Job: Copy these lines out word for word.

Material:

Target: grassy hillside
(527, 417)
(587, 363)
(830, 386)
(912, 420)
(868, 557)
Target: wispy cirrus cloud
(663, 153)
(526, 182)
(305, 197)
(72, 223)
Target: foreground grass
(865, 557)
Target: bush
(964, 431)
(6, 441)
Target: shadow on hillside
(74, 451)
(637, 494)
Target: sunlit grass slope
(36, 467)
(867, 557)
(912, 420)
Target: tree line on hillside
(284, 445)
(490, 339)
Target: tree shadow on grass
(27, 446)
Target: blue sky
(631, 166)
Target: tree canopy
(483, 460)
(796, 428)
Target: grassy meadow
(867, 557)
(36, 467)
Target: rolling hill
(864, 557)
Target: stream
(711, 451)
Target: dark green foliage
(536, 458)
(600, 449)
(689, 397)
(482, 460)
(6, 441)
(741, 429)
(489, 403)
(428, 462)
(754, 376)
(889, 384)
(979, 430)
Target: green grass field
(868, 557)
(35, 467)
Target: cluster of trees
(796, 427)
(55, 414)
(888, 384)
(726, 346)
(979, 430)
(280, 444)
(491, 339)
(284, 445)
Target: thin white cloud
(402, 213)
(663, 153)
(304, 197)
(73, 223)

Response:
Target: grassy hillside
(527, 417)
(587, 363)
(830, 386)
(912, 420)
(868, 557)
Target: wispy cirrus cloud
(663, 153)
(526, 182)
(305, 197)
(72, 223)
Target: foreground grass
(865, 557)
Target: bush
(964, 431)
(6, 441)
Target: shadow on hillside
(74, 451)
(637, 494)
Target: sunlit grass slope
(36, 467)
(867, 557)
(912, 420)
Target: tree line on hillside
(284, 445)
(490, 339)
Target: tree shadow on grass
(27, 446)
Target: blue sky
(631, 166)
Target: tree canopy
(483, 460)
(796, 428)
Target: grassy meadow
(867, 557)
(36, 467)
Target: rolling hill
(864, 557)
Target: stream
(711, 451)
Target: dark green foliage
(536, 458)
(600, 449)
(689, 397)
(482, 460)
(6, 441)
(741, 429)
(489, 403)
(428, 462)
(754, 376)
(889, 384)
(979, 430)
Target: green grass field
(868, 557)
(35, 467)
Target: cluster of trees
(796, 427)
(55, 414)
(888, 384)
(726, 346)
(979, 430)
(280, 444)
(491, 339)
(284, 445)
Target: thin white cloud
(402, 213)
(663, 153)
(304, 197)
(73, 223)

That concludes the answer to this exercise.